Required work →
Please return the lines below word for word, with nothing changed.

(Items drawn from a data source)

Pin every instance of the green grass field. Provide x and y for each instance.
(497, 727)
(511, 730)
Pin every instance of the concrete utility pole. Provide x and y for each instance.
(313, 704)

Written response →
Pin every instance of the green grass field. Provide x and y for each instance.
(497, 727)
(511, 730)
Pin every instance of the concrete utility pole. Provide x and y for each instance.
(313, 704)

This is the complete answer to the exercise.